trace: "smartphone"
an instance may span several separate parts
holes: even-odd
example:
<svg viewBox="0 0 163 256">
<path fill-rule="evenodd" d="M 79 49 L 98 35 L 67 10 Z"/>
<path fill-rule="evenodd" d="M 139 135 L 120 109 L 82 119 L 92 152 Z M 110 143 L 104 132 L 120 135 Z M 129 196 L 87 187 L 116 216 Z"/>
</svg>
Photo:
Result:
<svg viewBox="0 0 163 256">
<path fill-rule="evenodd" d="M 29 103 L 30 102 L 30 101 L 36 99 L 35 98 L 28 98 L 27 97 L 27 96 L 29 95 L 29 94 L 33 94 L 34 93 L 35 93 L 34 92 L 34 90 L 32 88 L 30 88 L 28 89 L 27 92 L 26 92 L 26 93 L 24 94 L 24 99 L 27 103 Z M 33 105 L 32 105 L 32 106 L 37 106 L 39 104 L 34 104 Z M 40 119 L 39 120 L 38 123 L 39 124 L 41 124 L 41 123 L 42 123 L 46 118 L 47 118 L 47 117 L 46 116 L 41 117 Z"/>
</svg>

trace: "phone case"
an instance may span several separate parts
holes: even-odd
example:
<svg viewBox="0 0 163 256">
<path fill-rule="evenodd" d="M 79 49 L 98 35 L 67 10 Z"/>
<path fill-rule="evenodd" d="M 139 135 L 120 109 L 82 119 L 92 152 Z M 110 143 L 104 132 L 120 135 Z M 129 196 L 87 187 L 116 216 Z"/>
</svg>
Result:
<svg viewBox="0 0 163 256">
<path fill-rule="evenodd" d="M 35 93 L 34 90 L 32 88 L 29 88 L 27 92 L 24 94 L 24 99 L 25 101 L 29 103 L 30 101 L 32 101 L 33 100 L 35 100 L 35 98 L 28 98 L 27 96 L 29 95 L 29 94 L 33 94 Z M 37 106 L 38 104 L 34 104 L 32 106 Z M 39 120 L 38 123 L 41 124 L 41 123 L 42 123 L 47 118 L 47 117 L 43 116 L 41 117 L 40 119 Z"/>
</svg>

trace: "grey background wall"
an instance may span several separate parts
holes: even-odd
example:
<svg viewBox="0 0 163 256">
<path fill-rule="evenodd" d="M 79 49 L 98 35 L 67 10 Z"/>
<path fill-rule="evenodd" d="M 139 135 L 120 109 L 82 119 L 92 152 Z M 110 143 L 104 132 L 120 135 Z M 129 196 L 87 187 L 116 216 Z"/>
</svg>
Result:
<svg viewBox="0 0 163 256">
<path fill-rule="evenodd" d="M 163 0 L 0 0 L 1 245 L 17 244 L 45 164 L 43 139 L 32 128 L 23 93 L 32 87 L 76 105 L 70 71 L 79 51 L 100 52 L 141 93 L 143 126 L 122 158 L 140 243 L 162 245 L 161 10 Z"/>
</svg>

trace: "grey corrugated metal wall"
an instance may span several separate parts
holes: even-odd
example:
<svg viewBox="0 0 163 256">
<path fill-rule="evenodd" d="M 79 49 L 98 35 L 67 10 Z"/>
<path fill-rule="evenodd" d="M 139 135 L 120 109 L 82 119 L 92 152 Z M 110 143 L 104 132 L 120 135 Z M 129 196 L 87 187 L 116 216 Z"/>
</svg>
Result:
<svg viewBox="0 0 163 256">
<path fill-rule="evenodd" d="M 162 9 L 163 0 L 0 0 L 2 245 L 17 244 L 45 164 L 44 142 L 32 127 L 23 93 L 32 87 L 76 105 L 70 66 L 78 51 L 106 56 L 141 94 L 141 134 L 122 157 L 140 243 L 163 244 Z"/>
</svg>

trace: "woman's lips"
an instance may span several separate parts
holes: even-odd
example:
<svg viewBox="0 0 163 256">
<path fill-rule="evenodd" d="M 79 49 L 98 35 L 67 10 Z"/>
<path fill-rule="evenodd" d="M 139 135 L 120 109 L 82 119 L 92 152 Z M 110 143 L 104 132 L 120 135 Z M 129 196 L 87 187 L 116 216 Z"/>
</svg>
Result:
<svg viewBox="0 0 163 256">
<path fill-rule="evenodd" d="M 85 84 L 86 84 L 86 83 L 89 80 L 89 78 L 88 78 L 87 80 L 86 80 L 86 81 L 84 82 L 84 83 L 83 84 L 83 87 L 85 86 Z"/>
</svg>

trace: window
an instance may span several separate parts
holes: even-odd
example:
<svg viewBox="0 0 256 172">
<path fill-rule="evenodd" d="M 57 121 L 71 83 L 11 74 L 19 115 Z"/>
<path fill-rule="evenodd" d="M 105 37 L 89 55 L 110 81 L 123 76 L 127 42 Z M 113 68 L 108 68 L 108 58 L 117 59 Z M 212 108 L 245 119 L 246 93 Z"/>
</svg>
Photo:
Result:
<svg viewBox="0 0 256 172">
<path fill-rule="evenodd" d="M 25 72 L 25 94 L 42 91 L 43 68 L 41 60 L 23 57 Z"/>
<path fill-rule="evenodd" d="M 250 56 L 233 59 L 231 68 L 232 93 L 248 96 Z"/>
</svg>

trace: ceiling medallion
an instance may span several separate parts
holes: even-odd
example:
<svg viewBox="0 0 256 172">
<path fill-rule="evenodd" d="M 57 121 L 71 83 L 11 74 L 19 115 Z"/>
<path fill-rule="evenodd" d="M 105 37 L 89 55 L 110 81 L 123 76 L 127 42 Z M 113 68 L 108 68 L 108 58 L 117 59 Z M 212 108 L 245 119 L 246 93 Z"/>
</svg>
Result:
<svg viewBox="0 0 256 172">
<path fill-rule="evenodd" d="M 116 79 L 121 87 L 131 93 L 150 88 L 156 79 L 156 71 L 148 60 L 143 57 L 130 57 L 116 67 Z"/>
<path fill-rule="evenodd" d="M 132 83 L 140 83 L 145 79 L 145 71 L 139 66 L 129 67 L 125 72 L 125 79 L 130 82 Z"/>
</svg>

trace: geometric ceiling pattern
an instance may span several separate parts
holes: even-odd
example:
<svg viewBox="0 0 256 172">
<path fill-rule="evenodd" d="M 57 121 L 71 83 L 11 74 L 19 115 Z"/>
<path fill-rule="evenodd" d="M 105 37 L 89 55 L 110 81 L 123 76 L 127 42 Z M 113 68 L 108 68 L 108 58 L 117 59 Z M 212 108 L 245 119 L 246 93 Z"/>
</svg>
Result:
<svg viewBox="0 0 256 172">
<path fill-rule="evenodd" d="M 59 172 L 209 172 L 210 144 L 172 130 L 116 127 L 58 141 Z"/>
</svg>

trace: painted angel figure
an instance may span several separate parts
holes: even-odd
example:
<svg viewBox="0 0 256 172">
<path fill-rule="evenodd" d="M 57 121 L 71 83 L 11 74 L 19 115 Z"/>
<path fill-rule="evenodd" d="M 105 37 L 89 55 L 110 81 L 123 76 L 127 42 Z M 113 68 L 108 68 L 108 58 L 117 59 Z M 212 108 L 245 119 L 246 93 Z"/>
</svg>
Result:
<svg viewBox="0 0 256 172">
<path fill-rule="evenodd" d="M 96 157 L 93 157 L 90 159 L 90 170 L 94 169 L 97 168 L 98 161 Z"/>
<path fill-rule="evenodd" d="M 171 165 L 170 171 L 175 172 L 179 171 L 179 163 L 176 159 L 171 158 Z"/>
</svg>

Problem requirements:
Copy out all of the data above, swapping every "separate" for "distinct" and leaving everything else unchanged.

Exercise answer:
trace: "smartphone"
an instance may span several distinct parts
holes: even-odd
example:
<svg viewBox="0 0 163 256">
<path fill-rule="evenodd" d="M 79 49 L 98 35 L 67 10 Z"/>
<path fill-rule="evenodd" d="M 139 135 L 120 109 L 82 119 L 92 152 Z M 110 143 L 104 132 L 120 135 Z M 129 196 L 87 187 L 116 216 Z"/>
</svg>
Photo:
Result:
<svg viewBox="0 0 163 256">
<path fill-rule="evenodd" d="M 29 103 L 30 102 L 30 101 L 36 99 L 35 98 L 28 98 L 27 97 L 27 96 L 29 95 L 29 94 L 33 94 L 34 93 L 35 93 L 34 92 L 34 90 L 32 88 L 30 88 L 28 89 L 27 92 L 26 92 L 26 93 L 24 94 L 24 99 L 27 103 Z M 33 105 L 32 105 L 32 106 L 37 106 L 39 104 L 34 104 Z M 40 119 L 39 120 L 38 123 L 39 124 L 41 124 L 41 123 L 42 123 L 46 118 L 47 118 L 47 117 L 46 116 L 41 117 Z"/>
</svg>

trace: "phone case"
an instance may span several distinct parts
holes: even-odd
example:
<svg viewBox="0 0 163 256">
<path fill-rule="evenodd" d="M 79 49 L 98 35 L 67 10 Z"/>
<path fill-rule="evenodd" d="M 139 135 L 120 109 L 82 119 L 92 152 Z M 110 143 L 104 132 L 120 135 Z M 129 196 L 87 187 L 116 216 Z"/>
</svg>
Result:
<svg viewBox="0 0 163 256">
<path fill-rule="evenodd" d="M 35 93 L 34 90 L 32 88 L 29 88 L 27 92 L 24 94 L 24 99 L 25 101 L 29 103 L 30 101 L 32 101 L 33 100 L 35 100 L 35 98 L 28 98 L 27 96 L 29 95 L 29 94 L 33 94 Z M 37 106 L 38 104 L 34 104 L 32 106 Z M 39 120 L 38 123 L 41 124 L 41 123 L 42 123 L 47 118 L 47 117 L 43 116 L 41 117 L 40 119 Z"/>
</svg>

trace: "grey background wall"
an instance may span several distinct parts
holes: even-odd
example:
<svg viewBox="0 0 163 256">
<path fill-rule="evenodd" d="M 79 49 L 98 35 L 67 10 Z"/>
<path fill-rule="evenodd" d="M 139 135 L 120 109 L 82 119 L 92 152 Z M 110 143 L 104 132 L 120 135 Z M 129 196 L 87 187 L 116 216 Z"/>
</svg>
Result:
<svg viewBox="0 0 163 256">
<path fill-rule="evenodd" d="M 163 0 L 0 0 L 1 245 L 17 244 L 45 164 L 43 139 L 32 128 L 23 93 L 32 87 L 76 105 L 70 71 L 79 51 L 100 52 L 141 93 L 143 126 L 122 158 L 140 243 L 162 245 L 161 10 Z"/>
</svg>

trace: "grey corrugated metal wall"
an instance may span several distinct parts
holes: even-odd
example:
<svg viewBox="0 0 163 256">
<path fill-rule="evenodd" d="M 79 49 L 98 35 L 67 10 Z"/>
<path fill-rule="evenodd" d="M 139 135 L 120 109 L 82 119 L 92 152 Z M 110 143 L 104 132 L 120 135 Z M 129 196 L 87 187 L 116 216 Z"/>
</svg>
Result:
<svg viewBox="0 0 163 256">
<path fill-rule="evenodd" d="M 162 9 L 163 0 L 0 0 L 2 245 L 17 244 L 45 164 L 44 142 L 32 127 L 23 93 L 32 87 L 76 105 L 70 66 L 78 51 L 106 56 L 141 94 L 141 134 L 122 157 L 140 243 L 163 244 Z"/>
</svg>

trace: "woman's lips"
an instance may span several distinct parts
holes: even-odd
example:
<svg viewBox="0 0 163 256">
<path fill-rule="evenodd" d="M 79 49 L 98 35 L 67 10 Z"/>
<path fill-rule="evenodd" d="M 139 135 L 120 109 L 82 119 L 92 152 Z M 110 143 L 104 132 L 120 135 Z M 129 196 L 87 187 L 116 216 Z"/>
</svg>
Result:
<svg viewBox="0 0 163 256">
<path fill-rule="evenodd" d="M 85 84 L 86 84 L 86 83 L 89 80 L 89 78 L 88 78 L 87 80 L 86 80 L 86 81 L 84 82 L 84 83 L 83 84 L 83 87 L 85 86 Z"/>
</svg>

trace: window
an instance may span several distinct parts
holes: even-odd
example:
<svg viewBox="0 0 256 172">
<path fill-rule="evenodd" d="M 57 121 L 71 83 L 11 74 L 19 115 Z"/>
<path fill-rule="evenodd" d="M 105 37 L 89 55 L 110 81 L 123 76 L 127 42 Z M 113 68 L 108 68 L 108 58 L 117 59 Z M 212 108 L 245 119 L 246 93 Z"/>
</svg>
Photo:
Result:
<svg viewBox="0 0 256 172">
<path fill-rule="evenodd" d="M 25 72 L 25 94 L 42 91 L 43 68 L 41 60 L 23 57 Z"/>
<path fill-rule="evenodd" d="M 250 56 L 233 59 L 231 68 L 232 93 L 248 96 Z"/>
</svg>

trace: ceiling medallion
an instance may span several distinct parts
holes: even-odd
example:
<svg viewBox="0 0 256 172">
<path fill-rule="evenodd" d="M 57 121 L 71 83 L 11 74 L 19 115 Z"/>
<path fill-rule="evenodd" d="M 105 37 L 89 55 L 110 81 L 123 76 L 127 42 Z M 113 68 L 108 68 L 108 58 L 117 59 Z M 212 108 L 245 119 L 246 93 Z"/>
</svg>
Result:
<svg viewBox="0 0 256 172">
<path fill-rule="evenodd" d="M 116 79 L 121 87 L 131 93 L 150 88 L 156 79 L 156 71 L 148 60 L 143 57 L 130 57 L 116 67 Z"/>
<path fill-rule="evenodd" d="M 132 83 L 140 83 L 145 79 L 145 71 L 139 66 L 129 67 L 125 72 L 125 79 L 130 82 Z"/>
</svg>

trace: geometric ceiling pattern
an instance may span several distinct parts
holes: even-odd
example:
<svg viewBox="0 0 256 172">
<path fill-rule="evenodd" d="M 57 121 L 71 83 L 11 74 L 19 115 Z"/>
<path fill-rule="evenodd" d="M 105 37 L 89 55 L 110 81 L 123 76 L 127 42 Z M 113 68 L 108 68 L 108 58 L 117 59 Z M 212 108 L 245 119 L 246 93 Z"/>
</svg>
Result:
<svg viewBox="0 0 256 172">
<path fill-rule="evenodd" d="M 59 172 L 209 172 L 210 144 L 172 130 L 116 127 L 58 141 Z"/>
</svg>

trace: painted angel figure
an instance may span several distinct parts
holes: even-odd
example:
<svg viewBox="0 0 256 172">
<path fill-rule="evenodd" d="M 57 121 L 71 83 L 11 74 L 19 115 Z"/>
<path fill-rule="evenodd" d="M 105 37 L 89 55 L 110 81 L 123 76 L 127 42 Z M 113 68 L 108 68 L 108 58 L 117 59 Z M 212 108 L 245 119 L 246 93 Z"/>
</svg>
Result:
<svg viewBox="0 0 256 172">
<path fill-rule="evenodd" d="M 96 157 L 93 157 L 90 159 L 90 170 L 94 169 L 97 168 L 98 161 Z"/>
<path fill-rule="evenodd" d="M 171 165 L 170 171 L 175 172 L 179 171 L 179 163 L 176 159 L 171 158 Z"/>
</svg>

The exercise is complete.